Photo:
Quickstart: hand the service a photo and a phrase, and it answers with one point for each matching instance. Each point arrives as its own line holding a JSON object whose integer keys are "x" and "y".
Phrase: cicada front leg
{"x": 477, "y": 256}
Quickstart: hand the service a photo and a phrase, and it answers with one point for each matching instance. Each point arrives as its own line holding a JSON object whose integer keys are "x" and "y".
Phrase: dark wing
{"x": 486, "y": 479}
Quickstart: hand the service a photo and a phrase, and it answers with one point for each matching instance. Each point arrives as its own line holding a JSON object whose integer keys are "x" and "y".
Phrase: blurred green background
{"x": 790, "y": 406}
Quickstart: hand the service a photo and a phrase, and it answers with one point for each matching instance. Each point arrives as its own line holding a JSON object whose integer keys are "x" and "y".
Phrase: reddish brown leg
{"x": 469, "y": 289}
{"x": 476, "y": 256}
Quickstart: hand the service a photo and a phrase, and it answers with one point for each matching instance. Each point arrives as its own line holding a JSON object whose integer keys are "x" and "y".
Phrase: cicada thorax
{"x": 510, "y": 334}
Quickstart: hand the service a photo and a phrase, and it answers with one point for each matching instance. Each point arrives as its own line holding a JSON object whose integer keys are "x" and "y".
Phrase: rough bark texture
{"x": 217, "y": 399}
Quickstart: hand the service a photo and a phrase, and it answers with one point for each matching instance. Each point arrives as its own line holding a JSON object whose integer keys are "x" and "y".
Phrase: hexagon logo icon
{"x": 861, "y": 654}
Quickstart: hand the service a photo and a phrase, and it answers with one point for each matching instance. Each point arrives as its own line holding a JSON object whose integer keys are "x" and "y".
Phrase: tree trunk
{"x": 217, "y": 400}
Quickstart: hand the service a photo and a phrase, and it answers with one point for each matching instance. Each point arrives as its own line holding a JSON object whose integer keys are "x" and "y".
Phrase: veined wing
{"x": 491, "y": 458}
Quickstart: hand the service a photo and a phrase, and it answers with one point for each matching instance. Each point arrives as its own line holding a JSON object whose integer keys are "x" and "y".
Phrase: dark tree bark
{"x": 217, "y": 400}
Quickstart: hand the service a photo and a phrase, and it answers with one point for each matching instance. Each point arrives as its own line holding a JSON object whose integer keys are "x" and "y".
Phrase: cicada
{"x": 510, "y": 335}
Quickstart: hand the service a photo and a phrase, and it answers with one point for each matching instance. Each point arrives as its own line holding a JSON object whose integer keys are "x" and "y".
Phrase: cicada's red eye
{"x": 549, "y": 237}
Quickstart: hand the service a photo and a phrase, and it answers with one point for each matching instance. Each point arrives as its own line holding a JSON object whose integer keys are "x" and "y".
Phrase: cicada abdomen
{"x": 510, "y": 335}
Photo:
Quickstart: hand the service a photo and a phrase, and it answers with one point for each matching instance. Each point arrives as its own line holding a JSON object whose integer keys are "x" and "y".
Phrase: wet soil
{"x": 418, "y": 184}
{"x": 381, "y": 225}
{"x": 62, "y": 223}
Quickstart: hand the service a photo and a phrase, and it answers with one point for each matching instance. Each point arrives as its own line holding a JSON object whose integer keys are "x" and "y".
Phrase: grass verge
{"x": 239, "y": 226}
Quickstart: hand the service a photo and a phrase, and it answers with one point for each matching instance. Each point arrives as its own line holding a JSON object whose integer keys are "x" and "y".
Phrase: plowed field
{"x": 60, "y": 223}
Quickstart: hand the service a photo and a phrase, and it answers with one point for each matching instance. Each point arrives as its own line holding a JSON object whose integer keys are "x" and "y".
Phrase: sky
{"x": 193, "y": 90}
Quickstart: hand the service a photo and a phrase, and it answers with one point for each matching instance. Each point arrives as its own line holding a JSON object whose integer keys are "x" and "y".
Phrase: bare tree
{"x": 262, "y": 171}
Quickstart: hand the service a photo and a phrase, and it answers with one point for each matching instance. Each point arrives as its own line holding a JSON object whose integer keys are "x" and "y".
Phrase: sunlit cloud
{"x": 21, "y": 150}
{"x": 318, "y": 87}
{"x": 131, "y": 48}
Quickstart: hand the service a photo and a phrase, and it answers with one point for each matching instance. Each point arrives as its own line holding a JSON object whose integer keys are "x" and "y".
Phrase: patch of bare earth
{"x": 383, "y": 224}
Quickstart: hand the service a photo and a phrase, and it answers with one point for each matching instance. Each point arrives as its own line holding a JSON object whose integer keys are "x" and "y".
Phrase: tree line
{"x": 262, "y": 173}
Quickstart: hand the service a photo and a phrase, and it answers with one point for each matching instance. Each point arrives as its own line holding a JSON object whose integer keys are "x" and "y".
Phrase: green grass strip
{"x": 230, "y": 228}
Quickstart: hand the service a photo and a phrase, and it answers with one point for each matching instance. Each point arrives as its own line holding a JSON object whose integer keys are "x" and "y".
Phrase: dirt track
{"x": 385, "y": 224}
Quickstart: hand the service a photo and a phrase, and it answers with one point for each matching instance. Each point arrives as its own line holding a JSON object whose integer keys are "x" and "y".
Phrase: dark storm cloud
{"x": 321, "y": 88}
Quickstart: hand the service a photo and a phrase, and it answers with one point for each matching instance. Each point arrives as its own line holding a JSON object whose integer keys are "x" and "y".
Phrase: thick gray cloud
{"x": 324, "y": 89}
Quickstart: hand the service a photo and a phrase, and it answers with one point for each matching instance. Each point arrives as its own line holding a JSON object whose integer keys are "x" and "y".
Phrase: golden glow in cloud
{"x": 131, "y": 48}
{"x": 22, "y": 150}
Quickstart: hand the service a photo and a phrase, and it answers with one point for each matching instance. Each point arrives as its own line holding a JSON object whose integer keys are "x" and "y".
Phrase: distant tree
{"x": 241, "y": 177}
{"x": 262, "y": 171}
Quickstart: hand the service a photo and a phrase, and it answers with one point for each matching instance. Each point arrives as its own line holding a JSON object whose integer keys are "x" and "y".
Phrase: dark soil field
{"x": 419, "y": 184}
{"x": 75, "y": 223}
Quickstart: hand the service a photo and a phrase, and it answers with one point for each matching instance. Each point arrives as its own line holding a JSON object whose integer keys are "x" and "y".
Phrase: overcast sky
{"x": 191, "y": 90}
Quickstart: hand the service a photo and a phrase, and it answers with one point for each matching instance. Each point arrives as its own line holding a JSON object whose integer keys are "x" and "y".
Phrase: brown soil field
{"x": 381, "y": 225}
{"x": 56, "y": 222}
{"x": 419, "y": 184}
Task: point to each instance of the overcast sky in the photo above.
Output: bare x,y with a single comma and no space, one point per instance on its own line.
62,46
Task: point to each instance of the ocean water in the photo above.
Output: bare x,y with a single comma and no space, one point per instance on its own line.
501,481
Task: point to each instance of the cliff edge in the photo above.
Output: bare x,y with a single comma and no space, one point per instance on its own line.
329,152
○ ○ ○ ○ ○ ○ ○
• TASK: Give back exactly the lines that run from the line with "Task: point to each instance of the overcast" through the close of the material, counting both ends, and nothing more.

• FULL OUTPUT:
Task: point to each instance of the overcast sky in the photo above.
Output: bare x,y with a single comma and no space, one point per instance on its own line.
62,46
Task: point to each instance of the ocean water in the photo above.
Output: bare x,y with a single comma and no space, one point per instance on its own line.
501,481
Task: point to each instance of the cliff edge in the photo above.
Output: bare x,y with a single comma and no space, one point per instance on its own line.
329,152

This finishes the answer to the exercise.